-- Exercise instructions --
Given the material below, output exactly the lines from the line with "x=247, y=122" to the line with "x=186, y=78", both ends included, and no other lines.

** Opening Dataset entries block **

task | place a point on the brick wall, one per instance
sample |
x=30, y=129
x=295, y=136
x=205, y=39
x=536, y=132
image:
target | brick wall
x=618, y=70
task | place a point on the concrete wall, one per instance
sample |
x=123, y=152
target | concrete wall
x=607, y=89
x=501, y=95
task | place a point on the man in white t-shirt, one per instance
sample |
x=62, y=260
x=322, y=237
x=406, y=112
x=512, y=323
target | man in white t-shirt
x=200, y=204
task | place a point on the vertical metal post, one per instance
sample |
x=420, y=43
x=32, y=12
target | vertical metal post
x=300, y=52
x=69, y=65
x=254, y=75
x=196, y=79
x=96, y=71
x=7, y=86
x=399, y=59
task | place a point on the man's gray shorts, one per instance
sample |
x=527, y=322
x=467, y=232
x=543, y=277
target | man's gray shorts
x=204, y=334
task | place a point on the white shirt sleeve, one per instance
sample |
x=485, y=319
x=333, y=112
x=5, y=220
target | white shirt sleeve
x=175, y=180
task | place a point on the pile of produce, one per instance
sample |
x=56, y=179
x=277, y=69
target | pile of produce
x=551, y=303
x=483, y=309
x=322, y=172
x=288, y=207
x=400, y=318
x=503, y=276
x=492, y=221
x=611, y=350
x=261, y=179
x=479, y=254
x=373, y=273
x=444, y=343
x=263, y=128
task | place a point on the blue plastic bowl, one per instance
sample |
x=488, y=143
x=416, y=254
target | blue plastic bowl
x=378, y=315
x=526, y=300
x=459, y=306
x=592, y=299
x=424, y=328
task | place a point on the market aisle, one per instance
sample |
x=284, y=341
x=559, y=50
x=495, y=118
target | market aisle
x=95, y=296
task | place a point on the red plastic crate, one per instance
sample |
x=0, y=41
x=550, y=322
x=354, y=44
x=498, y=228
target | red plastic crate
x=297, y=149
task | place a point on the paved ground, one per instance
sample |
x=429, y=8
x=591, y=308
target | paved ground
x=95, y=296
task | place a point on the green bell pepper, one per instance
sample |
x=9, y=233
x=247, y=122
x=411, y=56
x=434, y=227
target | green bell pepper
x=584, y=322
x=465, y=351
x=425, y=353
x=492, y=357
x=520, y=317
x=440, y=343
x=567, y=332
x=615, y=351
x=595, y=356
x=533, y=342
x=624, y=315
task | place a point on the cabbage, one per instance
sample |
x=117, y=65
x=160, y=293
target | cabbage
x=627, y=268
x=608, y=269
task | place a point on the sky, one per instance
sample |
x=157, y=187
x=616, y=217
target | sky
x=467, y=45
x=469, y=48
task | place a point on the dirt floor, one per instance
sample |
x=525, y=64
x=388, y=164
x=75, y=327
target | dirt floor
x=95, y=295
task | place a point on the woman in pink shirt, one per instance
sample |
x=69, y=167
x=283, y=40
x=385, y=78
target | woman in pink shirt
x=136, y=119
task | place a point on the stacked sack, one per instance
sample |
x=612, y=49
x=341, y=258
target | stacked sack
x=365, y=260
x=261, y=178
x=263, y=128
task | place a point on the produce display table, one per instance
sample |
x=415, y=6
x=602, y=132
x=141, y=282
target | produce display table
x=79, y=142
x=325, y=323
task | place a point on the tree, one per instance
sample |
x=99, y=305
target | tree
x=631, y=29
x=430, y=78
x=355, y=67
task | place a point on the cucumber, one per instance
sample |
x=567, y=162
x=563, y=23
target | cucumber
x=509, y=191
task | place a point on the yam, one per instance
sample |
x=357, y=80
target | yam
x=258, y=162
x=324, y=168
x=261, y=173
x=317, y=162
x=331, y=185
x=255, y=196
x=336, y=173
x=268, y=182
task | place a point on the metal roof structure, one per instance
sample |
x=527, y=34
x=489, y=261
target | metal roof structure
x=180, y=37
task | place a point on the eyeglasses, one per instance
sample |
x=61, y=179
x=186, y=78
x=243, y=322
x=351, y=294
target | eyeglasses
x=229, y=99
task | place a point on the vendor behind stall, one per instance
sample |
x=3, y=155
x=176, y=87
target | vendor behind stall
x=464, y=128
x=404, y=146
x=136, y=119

** Closing Dataset entries block **

-- Response area --
x=247, y=122
x=411, y=56
x=434, y=227
target | green bell pepper
x=584, y=322
x=465, y=351
x=425, y=353
x=492, y=357
x=520, y=317
x=440, y=343
x=567, y=332
x=615, y=351
x=595, y=356
x=533, y=342
x=624, y=315
task | place a point on the cabbage, one per instance
sample |
x=117, y=65
x=160, y=293
target | cabbage
x=627, y=268
x=608, y=269
task | place a point on the sky, one per instance
sample |
x=157, y=187
x=616, y=217
target | sky
x=467, y=45
x=469, y=48
task | place a point on the dirt floor, one per instance
sample |
x=525, y=64
x=388, y=164
x=75, y=327
target | dirt floor
x=95, y=295
task | place a point on the woman in pink shirt, one per instance
sample |
x=69, y=167
x=283, y=40
x=385, y=78
target | woman in pink shirt
x=136, y=119
task | place a point on the stacked sack, one per instance
sample |
x=612, y=49
x=341, y=258
target | stacked sack
x=365, y=260
x=261, y=178
x=263, y=128
task | place a point on the produce display table, one per instance
sample |
x=415, y=6
x=602, y=132
x=141, y=282
target | produce display table
x=79, y=142
x=325, y=323
task | place a point on the tree, one per instance
sample |
x=99, y=305
target | tree
x=631, y=29
x=430, y=78
x=355, y=67
task | place a point on the cucumber, one per instance
sample |
x=567, y=162
x=563, y=23
target | cucumber
x=509, y=191
task | place a point on the yam, one per instance
sample |
x=357, y=80
target | yam
x=258, y=162
x=324, y=168
x=261, y=173
x=317, y=162
x=331, y=185
x=255, y=196
x=336, y=173
x=268, y=182
task | place a point on the metal roof structure, one per instance
sample |
x=527, y=34
x=489, y=261
target | metal roof structure
x=180, y=37
task | place a point on the eyeglasses, one per instance
sample |
x=61, y=179
x=186, y=78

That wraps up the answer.